▶ [Passage for review]
Video length: 2:13
Dr. Gail D’Onofrio speaking:
Welcome. I'm Dr. Gail D’Onofrio and a chief of emergency services here at Yale New Haven Hospital.
We're right here at York Street, now our largest emergency department that sees over a hundred thousand visits per year.
We were fortunate to be the first sight that conducted ED-initiated buprenorphine.
And after that study completed, we now have incorporated into our practice.
Katherine Hawk speaking:
My name is Katherine Hawk.
I'm an emergency physician here at Yale New Haven Hospital and I'm here to talk to you about how we are integrating our research into practice.
We've integrated ED-initiated buprenorphine into the care for many of our patients with opioid use disorder.
We also included overdose prevention education and naloxone distribution.
This is all built upon and in conjunction with project desert, which is our model of using health promotion advocates to help perform brief interventions and link patients to treatment.
Damaris Navarro speaking:
My name is Damaris Navarro. I'm a health promotion advocate at Yale New Haven Hospital.

▶ [Data under study]

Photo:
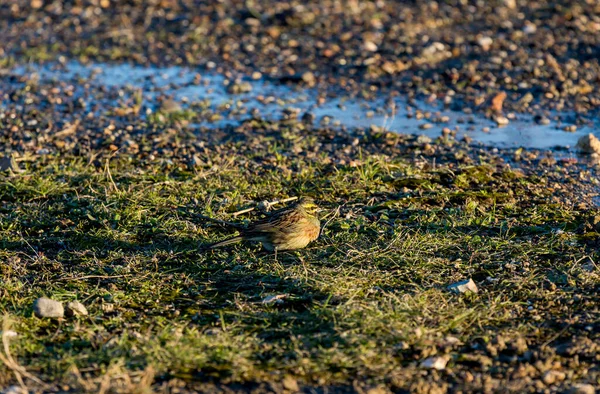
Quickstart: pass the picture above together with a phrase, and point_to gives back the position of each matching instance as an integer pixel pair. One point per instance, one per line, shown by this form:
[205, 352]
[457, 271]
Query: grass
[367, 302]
---
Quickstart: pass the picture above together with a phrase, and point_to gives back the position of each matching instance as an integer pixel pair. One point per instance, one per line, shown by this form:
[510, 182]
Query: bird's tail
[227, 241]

▶ [Task objective] Could you reproduce word for word the stretch of the hospital transcript above that opens with the words containing "We're right here" and closes with "conducted ED-initiated buprenorphine."?

▶ [Worked solution]
We're right here at York Street, now our largest emergency department that sees over a hundred thousand visits per year.
We were fortunate to be the first sight that conducted ED-initiated buprenorphine.